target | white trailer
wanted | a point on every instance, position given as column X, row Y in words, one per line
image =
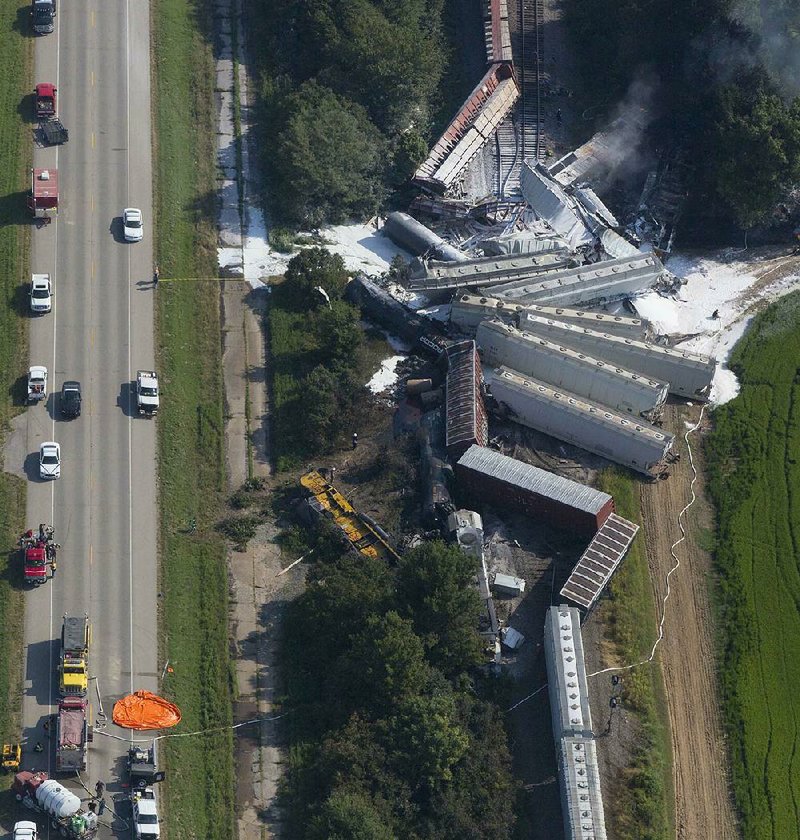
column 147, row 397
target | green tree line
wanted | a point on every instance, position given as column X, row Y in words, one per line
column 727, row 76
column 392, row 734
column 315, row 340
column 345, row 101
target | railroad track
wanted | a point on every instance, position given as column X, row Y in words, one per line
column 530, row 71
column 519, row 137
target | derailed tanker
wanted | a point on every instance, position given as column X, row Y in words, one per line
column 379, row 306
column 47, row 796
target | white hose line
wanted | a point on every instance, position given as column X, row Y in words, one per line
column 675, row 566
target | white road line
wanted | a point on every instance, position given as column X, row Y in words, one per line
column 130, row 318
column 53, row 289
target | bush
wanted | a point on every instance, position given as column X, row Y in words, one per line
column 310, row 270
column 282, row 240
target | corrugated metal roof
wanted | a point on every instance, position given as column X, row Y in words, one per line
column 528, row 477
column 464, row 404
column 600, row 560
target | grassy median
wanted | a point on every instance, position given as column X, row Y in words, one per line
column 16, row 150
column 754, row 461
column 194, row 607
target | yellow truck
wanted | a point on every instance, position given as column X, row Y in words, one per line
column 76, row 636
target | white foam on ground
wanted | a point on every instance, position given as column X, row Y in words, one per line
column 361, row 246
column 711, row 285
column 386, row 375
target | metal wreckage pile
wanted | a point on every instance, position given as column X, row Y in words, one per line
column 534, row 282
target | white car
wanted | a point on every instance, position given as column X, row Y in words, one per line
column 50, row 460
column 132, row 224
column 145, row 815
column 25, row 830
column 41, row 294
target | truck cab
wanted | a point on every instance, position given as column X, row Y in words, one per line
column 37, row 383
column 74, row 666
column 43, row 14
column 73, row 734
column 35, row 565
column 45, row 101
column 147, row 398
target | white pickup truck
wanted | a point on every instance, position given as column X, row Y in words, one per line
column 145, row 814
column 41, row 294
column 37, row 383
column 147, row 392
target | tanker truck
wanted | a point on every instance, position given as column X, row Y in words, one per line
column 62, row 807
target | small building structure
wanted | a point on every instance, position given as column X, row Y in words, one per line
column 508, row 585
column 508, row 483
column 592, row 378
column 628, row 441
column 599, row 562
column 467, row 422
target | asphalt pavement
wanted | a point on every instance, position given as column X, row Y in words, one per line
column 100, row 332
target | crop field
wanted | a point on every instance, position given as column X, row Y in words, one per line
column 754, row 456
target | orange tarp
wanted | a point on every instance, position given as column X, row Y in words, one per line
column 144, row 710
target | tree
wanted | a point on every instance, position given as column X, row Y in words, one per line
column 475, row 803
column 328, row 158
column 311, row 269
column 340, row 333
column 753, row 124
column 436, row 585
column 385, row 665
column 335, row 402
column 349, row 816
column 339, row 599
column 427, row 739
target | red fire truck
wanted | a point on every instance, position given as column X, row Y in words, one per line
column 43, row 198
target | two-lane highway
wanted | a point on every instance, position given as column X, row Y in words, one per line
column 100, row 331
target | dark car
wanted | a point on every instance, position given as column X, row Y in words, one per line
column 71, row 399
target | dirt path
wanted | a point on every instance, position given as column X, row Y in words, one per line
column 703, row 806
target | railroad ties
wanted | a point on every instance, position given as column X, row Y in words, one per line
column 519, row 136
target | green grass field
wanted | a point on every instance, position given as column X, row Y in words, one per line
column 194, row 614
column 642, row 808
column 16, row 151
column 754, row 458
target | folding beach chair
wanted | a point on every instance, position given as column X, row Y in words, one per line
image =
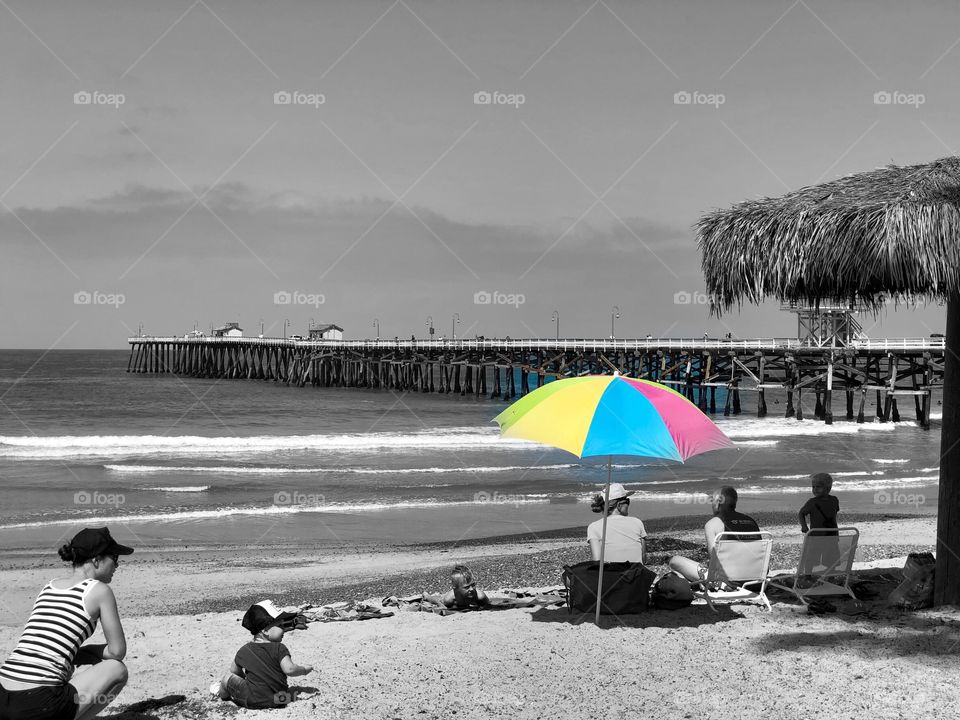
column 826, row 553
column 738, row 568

________________________________________

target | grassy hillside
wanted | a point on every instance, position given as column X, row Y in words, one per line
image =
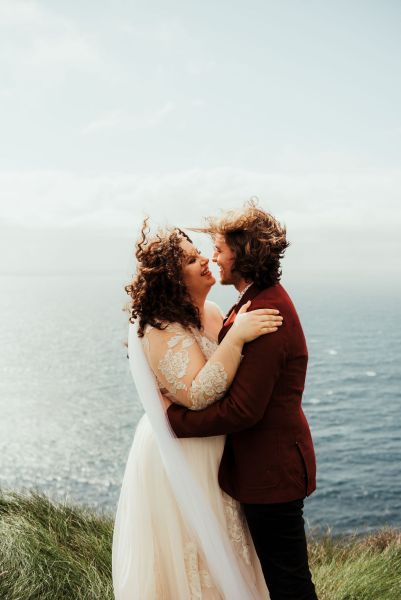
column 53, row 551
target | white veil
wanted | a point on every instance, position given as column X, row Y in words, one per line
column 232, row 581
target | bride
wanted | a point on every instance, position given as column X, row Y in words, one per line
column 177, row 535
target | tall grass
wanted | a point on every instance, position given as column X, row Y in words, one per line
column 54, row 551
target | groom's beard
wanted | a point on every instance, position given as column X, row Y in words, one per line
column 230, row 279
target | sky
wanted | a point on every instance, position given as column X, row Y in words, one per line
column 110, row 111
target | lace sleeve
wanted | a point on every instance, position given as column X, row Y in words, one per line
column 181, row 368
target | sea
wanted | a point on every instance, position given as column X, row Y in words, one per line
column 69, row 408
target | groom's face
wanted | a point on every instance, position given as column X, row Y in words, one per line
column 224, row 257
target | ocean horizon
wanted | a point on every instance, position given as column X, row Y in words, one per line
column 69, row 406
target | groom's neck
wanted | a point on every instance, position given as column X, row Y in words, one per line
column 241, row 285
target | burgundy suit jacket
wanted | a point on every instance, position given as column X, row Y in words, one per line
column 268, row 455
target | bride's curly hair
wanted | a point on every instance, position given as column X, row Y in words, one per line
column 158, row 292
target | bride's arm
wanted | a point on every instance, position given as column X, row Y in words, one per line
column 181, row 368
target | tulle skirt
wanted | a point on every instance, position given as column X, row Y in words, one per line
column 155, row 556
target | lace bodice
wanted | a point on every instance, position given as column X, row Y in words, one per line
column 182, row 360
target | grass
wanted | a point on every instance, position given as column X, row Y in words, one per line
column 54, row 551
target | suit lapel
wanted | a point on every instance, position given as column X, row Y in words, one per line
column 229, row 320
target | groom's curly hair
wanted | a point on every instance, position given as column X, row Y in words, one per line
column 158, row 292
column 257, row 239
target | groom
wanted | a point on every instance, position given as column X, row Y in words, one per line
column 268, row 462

________________________________________

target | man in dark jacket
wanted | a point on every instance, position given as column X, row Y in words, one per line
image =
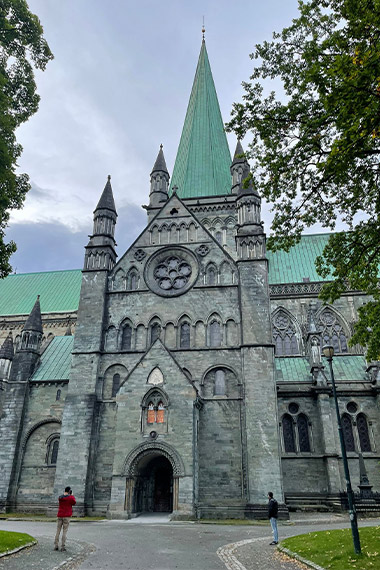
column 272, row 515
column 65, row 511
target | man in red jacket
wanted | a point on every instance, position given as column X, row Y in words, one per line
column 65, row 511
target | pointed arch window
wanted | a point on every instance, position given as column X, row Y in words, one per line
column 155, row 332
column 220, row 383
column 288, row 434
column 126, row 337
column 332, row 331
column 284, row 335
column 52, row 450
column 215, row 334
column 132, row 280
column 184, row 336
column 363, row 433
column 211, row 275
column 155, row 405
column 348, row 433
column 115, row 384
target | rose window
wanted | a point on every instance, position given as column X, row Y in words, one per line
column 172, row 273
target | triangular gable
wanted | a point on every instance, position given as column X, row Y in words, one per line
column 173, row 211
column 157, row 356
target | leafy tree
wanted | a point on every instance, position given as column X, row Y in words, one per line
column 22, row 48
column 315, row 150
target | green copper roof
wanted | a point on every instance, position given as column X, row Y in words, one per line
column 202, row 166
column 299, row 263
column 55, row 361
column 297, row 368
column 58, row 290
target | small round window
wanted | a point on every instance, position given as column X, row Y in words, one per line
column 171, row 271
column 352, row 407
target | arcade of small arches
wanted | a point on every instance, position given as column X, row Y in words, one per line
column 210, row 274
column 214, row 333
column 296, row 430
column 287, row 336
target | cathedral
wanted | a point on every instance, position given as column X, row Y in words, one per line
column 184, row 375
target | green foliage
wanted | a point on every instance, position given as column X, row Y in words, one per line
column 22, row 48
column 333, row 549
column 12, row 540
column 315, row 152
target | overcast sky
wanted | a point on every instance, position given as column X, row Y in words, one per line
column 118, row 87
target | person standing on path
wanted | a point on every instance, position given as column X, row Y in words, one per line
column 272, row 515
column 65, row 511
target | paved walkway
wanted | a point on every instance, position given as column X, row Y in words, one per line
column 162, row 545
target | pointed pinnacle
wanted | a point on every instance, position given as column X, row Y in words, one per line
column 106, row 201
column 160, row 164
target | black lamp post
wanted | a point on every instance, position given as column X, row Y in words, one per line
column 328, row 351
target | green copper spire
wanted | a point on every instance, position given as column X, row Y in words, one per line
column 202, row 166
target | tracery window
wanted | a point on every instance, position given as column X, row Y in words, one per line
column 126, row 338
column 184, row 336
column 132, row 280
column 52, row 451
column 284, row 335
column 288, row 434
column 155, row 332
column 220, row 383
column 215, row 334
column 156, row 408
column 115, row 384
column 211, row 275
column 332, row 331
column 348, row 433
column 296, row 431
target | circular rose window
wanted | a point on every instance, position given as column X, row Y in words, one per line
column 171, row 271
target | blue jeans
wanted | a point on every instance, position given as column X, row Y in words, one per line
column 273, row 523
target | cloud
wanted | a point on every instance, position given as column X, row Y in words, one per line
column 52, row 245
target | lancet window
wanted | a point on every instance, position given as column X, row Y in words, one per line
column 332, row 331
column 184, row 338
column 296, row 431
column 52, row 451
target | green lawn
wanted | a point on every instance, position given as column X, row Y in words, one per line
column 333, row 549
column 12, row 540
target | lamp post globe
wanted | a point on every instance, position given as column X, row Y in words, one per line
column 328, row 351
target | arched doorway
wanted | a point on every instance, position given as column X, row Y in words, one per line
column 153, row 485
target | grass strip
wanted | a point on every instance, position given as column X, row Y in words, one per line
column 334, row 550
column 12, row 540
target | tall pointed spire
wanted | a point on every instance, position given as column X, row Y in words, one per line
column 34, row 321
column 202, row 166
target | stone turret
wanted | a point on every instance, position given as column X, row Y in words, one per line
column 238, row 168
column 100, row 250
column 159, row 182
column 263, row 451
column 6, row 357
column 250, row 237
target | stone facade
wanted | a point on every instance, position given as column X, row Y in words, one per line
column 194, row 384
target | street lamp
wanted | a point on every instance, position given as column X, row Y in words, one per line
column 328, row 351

________________________________________

● Requirement
Pick out each line of the records above that contains the word "white", and copy those lines.

● Answer to the exercise
target | white trailer
target | white hose line
target | white road line
target | white foam on ground
target | white car
target | white pickup truck
target | white veil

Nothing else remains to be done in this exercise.